**What is being asked**
Find each line in the listing that contains the string "shirt", matching case exactly, and copy every such line.
**********
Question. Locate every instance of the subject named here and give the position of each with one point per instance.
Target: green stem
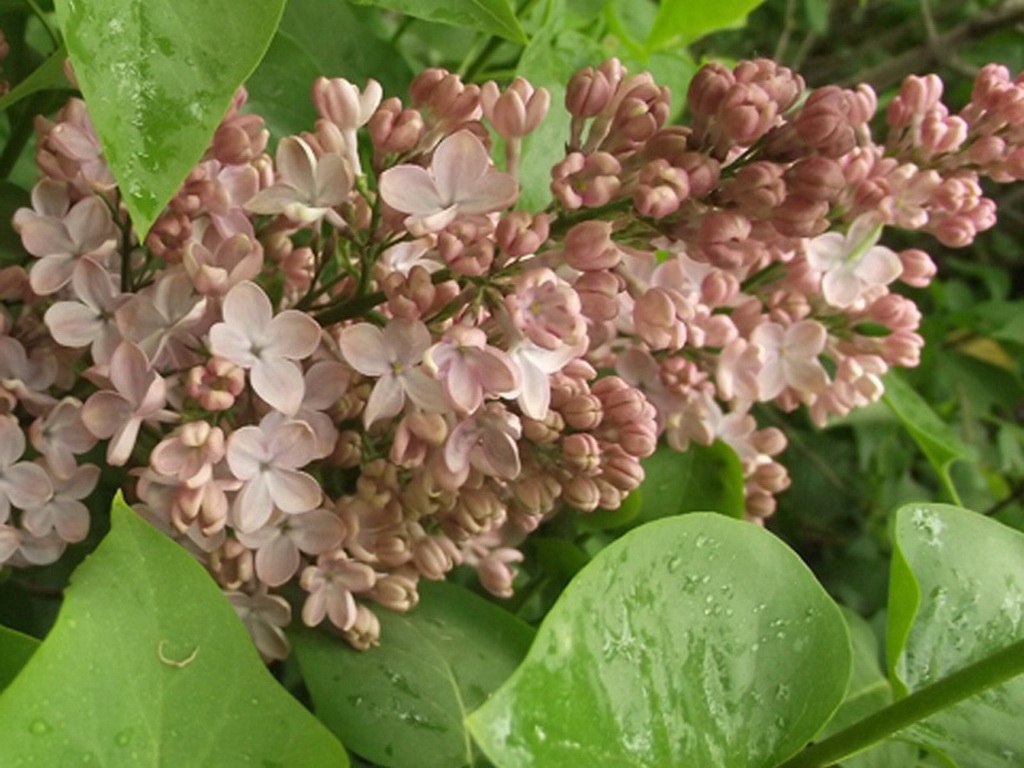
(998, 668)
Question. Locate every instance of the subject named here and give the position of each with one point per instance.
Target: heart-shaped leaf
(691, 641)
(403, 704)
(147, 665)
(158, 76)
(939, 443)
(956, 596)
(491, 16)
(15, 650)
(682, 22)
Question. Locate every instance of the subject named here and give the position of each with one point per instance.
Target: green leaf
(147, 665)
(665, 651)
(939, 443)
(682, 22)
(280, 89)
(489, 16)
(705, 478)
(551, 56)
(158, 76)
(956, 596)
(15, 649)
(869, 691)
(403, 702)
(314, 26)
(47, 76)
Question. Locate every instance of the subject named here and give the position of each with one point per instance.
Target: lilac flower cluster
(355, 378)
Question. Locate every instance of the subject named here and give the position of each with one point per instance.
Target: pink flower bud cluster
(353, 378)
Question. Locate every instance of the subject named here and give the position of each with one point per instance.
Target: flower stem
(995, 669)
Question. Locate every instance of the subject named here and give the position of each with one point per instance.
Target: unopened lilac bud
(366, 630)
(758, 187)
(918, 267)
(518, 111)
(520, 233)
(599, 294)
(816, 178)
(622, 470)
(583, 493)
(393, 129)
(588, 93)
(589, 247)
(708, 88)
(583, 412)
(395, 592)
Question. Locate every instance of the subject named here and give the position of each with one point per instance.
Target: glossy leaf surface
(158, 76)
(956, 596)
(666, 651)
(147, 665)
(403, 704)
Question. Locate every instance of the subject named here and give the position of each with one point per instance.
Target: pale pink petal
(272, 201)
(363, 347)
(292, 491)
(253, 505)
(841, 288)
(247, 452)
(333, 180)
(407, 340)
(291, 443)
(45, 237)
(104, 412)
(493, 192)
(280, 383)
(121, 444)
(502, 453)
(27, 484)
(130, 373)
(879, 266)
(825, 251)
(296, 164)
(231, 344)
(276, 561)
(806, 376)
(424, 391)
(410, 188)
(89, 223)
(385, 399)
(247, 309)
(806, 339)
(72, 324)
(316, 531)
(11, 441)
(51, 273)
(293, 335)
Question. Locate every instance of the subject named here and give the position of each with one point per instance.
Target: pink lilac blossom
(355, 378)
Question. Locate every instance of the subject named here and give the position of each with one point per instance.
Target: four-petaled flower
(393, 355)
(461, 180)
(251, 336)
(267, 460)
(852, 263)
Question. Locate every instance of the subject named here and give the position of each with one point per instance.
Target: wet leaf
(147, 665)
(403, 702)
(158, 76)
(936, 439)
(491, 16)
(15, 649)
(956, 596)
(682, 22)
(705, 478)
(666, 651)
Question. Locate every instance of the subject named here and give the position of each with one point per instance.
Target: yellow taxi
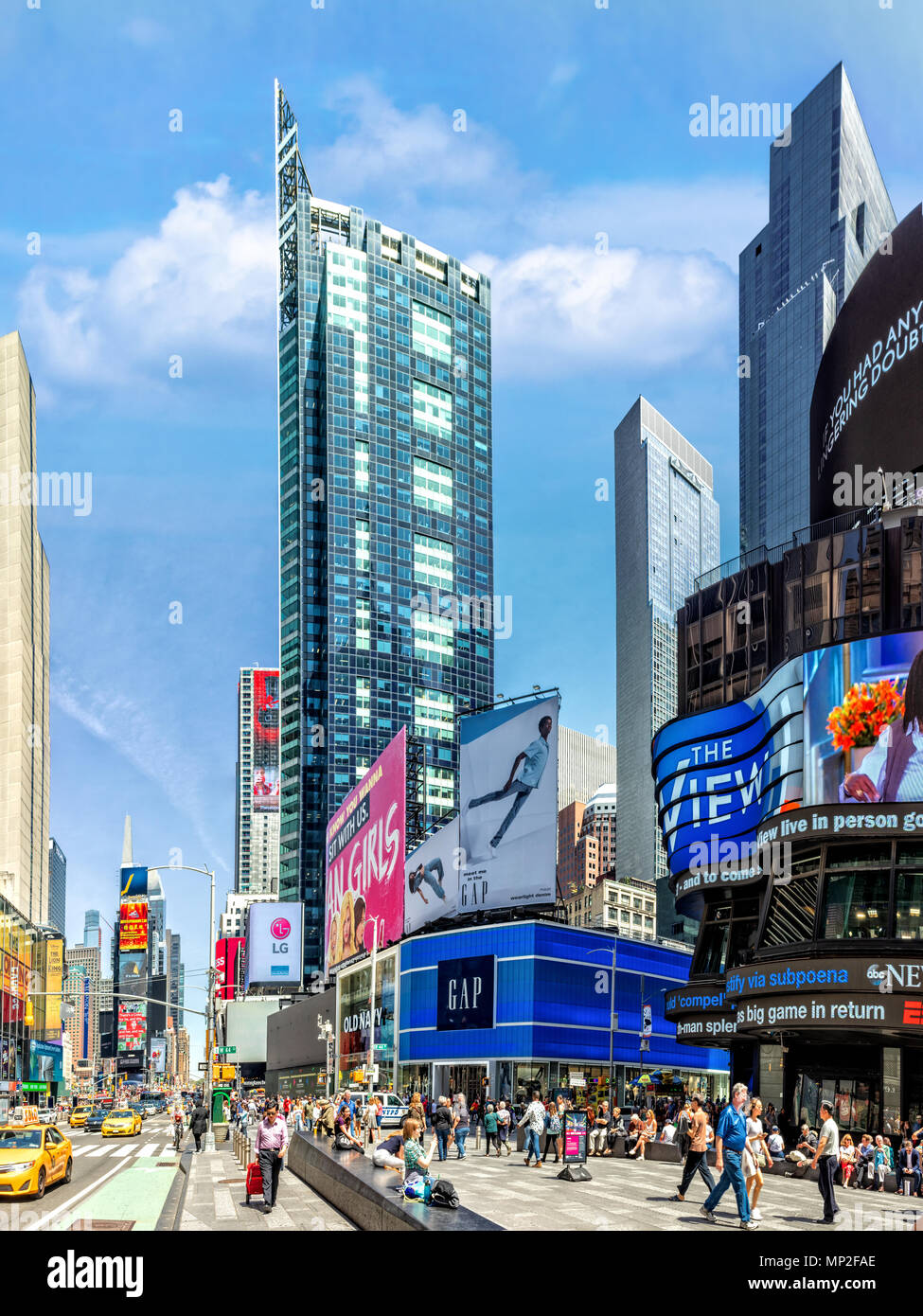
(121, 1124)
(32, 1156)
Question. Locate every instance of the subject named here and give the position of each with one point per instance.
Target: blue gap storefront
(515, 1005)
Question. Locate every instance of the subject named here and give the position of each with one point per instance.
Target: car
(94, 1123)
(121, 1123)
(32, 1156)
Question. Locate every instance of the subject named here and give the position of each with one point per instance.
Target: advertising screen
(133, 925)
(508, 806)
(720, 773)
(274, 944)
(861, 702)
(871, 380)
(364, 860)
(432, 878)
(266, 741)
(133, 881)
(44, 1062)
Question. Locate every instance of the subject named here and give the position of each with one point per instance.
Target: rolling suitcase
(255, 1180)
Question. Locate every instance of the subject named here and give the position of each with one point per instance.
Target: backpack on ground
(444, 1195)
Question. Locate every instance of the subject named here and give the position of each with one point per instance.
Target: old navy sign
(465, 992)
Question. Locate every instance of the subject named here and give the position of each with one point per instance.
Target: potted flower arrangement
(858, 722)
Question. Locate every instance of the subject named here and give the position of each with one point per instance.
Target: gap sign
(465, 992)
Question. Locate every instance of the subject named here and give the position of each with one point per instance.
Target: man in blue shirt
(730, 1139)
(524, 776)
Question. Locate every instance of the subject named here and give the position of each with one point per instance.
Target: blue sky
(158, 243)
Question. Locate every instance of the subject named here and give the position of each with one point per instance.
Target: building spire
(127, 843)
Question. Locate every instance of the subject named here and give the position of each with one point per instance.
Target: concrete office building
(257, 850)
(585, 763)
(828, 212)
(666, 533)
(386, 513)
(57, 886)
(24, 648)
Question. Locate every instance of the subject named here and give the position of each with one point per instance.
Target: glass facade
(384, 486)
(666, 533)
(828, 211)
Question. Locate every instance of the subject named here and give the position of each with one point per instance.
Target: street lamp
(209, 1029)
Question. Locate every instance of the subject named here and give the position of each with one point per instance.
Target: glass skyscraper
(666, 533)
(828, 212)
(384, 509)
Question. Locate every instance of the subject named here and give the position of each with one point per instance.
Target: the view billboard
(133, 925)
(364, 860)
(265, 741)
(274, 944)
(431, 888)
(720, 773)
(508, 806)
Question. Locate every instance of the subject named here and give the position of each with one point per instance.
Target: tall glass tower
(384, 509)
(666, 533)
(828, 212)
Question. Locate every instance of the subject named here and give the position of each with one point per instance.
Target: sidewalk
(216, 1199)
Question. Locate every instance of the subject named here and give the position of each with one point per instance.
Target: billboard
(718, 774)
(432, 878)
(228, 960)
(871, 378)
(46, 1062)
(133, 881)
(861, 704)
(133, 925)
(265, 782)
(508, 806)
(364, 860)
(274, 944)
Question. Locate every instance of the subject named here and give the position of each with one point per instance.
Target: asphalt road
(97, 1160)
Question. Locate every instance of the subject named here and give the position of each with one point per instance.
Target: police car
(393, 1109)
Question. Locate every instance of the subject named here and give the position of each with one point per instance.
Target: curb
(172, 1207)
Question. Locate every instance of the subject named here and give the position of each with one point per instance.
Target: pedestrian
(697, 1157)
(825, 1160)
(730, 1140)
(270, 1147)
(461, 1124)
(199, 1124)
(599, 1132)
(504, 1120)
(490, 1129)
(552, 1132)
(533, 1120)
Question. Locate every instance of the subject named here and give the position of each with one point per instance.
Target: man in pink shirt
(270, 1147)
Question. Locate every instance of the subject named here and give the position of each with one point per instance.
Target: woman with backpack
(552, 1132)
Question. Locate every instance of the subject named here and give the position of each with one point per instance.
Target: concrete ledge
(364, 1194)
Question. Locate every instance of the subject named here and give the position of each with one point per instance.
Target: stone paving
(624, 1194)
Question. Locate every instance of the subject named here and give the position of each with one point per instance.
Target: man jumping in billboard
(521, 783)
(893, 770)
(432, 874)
**********
**Answer to this task**
Target: man in blue shirt
Target: man in pink shirt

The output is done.